### PROBLEM DETAILS
Starting at the line that contains "Practice. Annotate every instance of the child's" and ending at the line that contains "x=115 y=143", turn the lines of the items below into a JSON list of strings, one string per line. Leave out any blank lines.
━━━━━ DATA SHOWN
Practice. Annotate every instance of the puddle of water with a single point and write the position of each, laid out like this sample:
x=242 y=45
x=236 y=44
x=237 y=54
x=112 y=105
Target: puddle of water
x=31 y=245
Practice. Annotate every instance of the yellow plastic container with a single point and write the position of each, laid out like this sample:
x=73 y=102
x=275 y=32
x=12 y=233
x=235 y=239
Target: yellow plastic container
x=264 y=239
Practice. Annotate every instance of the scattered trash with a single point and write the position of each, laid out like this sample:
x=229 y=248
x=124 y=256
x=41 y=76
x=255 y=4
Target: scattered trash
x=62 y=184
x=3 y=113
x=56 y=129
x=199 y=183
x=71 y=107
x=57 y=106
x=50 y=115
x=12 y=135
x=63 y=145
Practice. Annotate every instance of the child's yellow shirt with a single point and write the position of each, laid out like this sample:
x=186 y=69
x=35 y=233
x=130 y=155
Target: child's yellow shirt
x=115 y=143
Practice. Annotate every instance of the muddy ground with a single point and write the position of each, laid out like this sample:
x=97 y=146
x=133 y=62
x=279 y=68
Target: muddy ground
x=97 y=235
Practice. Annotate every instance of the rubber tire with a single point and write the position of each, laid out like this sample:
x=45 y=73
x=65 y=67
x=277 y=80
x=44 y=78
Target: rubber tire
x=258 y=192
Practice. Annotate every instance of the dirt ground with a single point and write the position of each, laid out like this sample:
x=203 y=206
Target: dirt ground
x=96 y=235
━━━━━━━━━━
━━━━━ DATA SHOWN
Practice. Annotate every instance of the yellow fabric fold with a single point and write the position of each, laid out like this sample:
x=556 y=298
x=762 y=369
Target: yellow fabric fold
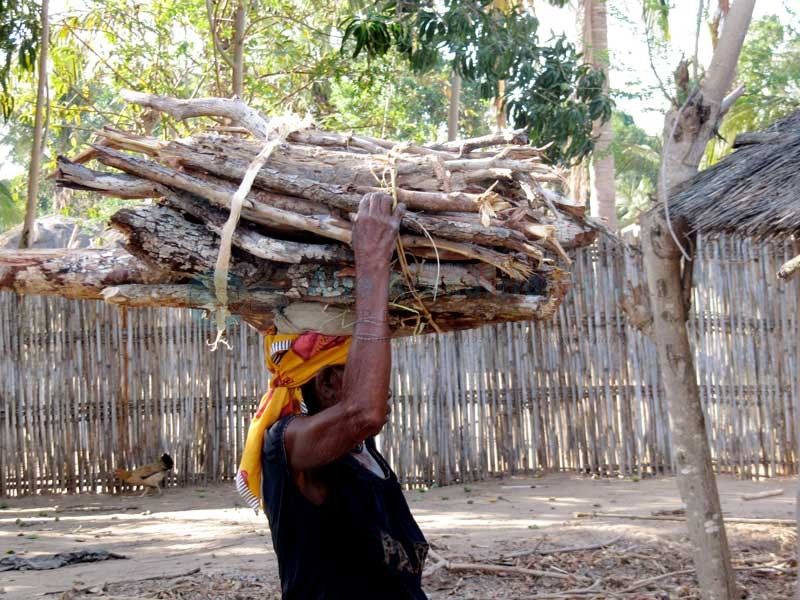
━━━━━━━━━━
### ANSWER IN FULL
[
  "Practice. Annotate every instance of the child's yellow shirt with a single point and write the position of each, laid out like this sample:",
  "x=186 y=69",
  "x=35 y=233",
  "x=130 y=155",
  "Target: child's yellow shirt",
  "x=115 y=143"
]